BEGIN Records shown

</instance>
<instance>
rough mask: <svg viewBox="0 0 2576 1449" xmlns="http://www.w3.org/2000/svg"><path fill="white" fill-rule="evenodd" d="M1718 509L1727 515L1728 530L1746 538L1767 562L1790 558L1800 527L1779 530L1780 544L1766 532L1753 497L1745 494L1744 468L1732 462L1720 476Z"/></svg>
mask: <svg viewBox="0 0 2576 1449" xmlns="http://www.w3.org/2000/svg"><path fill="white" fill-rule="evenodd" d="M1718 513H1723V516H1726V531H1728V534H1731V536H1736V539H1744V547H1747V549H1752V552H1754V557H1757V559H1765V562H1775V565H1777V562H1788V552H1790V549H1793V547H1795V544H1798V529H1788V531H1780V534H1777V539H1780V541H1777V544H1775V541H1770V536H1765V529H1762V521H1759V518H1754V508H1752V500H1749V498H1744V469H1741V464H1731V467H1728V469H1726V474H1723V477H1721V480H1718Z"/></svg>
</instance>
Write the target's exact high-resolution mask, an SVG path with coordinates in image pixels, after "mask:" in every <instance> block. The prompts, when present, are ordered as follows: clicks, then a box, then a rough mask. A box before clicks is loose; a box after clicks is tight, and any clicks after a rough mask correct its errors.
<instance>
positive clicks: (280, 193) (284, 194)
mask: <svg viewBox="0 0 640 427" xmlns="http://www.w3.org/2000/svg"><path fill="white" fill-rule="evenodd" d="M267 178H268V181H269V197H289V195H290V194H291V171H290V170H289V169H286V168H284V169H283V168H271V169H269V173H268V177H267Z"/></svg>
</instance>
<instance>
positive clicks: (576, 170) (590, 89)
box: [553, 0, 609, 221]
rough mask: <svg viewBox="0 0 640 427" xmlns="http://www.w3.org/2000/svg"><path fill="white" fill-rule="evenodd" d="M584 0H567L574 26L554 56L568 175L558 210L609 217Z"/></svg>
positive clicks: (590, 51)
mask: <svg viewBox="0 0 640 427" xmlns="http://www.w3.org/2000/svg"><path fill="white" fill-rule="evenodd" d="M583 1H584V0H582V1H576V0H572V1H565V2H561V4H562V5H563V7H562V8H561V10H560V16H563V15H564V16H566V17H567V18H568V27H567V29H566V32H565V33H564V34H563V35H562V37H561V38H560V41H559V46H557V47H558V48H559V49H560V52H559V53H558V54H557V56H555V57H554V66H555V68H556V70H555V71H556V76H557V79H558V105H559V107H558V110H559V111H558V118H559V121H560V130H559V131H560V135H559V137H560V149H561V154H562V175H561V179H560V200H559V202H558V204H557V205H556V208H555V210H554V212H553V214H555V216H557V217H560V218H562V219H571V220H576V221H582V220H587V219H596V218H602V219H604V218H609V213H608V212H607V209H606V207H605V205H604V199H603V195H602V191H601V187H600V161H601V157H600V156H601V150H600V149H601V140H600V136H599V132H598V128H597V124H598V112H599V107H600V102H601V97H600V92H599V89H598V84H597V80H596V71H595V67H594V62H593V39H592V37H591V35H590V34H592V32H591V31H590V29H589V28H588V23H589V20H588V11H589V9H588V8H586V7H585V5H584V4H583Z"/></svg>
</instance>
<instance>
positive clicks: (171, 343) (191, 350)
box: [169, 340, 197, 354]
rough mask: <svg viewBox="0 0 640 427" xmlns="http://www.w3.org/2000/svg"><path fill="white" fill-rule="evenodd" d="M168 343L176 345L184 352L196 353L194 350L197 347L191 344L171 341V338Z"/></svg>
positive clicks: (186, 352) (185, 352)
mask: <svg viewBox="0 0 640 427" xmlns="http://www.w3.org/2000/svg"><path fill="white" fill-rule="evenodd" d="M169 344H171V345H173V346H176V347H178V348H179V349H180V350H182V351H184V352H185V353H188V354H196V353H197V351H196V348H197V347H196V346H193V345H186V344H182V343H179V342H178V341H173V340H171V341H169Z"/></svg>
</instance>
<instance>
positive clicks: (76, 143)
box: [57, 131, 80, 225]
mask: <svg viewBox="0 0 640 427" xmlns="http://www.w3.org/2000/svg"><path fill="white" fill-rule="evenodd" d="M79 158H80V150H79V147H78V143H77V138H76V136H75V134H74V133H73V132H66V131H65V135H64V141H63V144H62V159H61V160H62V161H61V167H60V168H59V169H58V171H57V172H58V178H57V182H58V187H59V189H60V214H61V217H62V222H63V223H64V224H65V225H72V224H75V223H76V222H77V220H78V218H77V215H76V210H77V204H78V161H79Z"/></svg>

END Records shown

Exercise:
The records above must be retyped in full, exactly.

Answer to the exercise:
</instance>
<instance>
rough mask: <svg viewBox="0 0 2576 1449" xmlns="http://www.w3.org/2000/svg"><path fill="white" fill-rule="evenodd" d="M1718 509L1727 515L1728 530L1746 538L1767 562L1790 558L1800 527L1779 530L1780 544L1766 532L1753 497L1745 494L1744 468L1732 462L1720 476Z"/></svg>
mask: <svg viewBox="0 0 2576 1449" xmlns="http://www.w3.org/2000/svg"><path fill="white" fill-rule="evenodd" d="M1718 513H1723V516H1726V531H1728V534H1731V536H1736V539H1744V547H1747V549H1752V552H1754V557H1757V559H1765V562H1775V565H1777V562H1788V552H1790V549H1793V547H1795V544H1798V529H1788V531H1780V534H1777V539H1780V541H1777V544H1775V541H1770V536H1765V529H1762V521H1759V518H1754V508H1752V500H1749V498H1744V469H1741V464H1731V467H1728V469H1726V474H1723V477H1721V480H1718Z"/></svg>
</instance>
Write the target's exact high-resolution mask, an SVG path with coordinates in image pixels, after "mask:" in every <instance> block. The prompts, when present, are ordered as follows: clicks, then a box, then a rough mask. A box before clicks is loose; a box after clicks is tight, and any clicks after a rough mask correct its errors.
<instance>
positive clicks: (280, 193) (284, 194)
mask: <svg viewBox="0 0 640 427" xmlns="http://www.w3.org/2000/svg"><path fill="white" fill-rule="evenodd" d="M267 178H268V181H269V197H289V195H290V194H291V171H290V170H289V169H286V168H284V169H283V168H271V169H269V173H268V177H267Z"/></svg>
</instance>
<instance>
positive clicks: (576, 170) (590, 89)
box: [553, 0, 609, 221]
rough mask: <svg viewBox="0 0 640 427" xmlns="http://www.w3.org/2000/svg"><path fill="white" fill-rule="evenodd" d="M584 0H567L574 26L554 56L568 175L558 210L609 217Z"/></svg>
positive clicks: (590, 51)
mask: <svg viewBox="0 0 640 427" xmlns="http://www.w3.org/2000/svg"><path fill="white" fill-rule="evenodd" d="M583 1H584V0H582V1H576V0H572V1H565V2H561V4H562V5H563V7H562V8H561V10H560V16H563V15H564V16H566V17H567V18H568V27H567V29H566V32H565V33H564V34H563V35H562V37H561V38H560V41H559V46H557V47H558V48H559V49H560V52H559V53H558V54H557V56H555V57H554V66H555V68H556V70H555V71H556V76H557V79H558V105H559V107H558V110H559V111H558V118H559V121H560V130H559V131H560V135H559V137H560V149H561V154H562V175H561V179H560V200H559V202H558V204H557V205H556V208H555V210H554V212H553V214H555V216H557V217H560V218H562V219H571V220H576V221H582V220H587V219H596V218H602V219H604V218H609V213H608V212H607V209H606V207H605V205H604V199H603V195H602V191H601V187H600V161H601V157H600V156H601V150H600V149H601V140H600V136H599V132H598V128H597V124H598V112H599V107H600V102H601V97H600V92H599V89H598V84H597V80H596V71H595V67H594V62H593V39H592V37H591V35H590V34H592V32H591V31H590V29H589V28H588V23H589V20H588V11H589V9H588V8H586V7H585V5H584V4H583Z"/></svg>
</instance>
<instance>
positive clicks: (171, 343) (191, 350)
box: [169, 340, 197, 354]
rough mask: <svg viewBox="0 0 640 427" xmlns="http://www.w3.org/2000/svg"><path fill="white" fill-rule="evenodd" d="M168 343L176 345L184 352L196 353L194 350L197 347L191 344L171 341V338Z"/></svg>
positive clicks: (186, 352) (185, 352)
mask: <svg viewBox="0 0 640 427" xmlns="http://www.w3.org/2000/svg"><path fill="white" fill-rule="evenodd" d="M169 344H171V345H173V346H176V347H178V348H179V349H180V350H182V351H184V352H185V353H188V354H196V353H197V351H196V348H197V347H196V346H193V345H186V344H182V343H179V342H178V341H173V340H171V341H169Z"/></svg>
</instance>
<instance>
positive clicks: (76, 143)
box: [57, 131, 80, 225]
mask: <svg viewBox="0 0 640 427" xmlns="http://www.w3.org/2000/svg"><path fill="white" fill-rule="evenodd" d="M79 158H80V150H79V147H78V143H77V138H76V136H75V134H74V133H73V132H66V131H65V135H64V141H63V144H62V159H61V160H62V161H61V167H60V168H59V169H58V171H57V172H58V178H57V182H58V187H59V189H60V214H61V217H62V222H63V223H64V224H65V225H72V224H75V223H76V222H77V220H78V218H77V215H76V210H77V204H78V161H79Z"/></svg>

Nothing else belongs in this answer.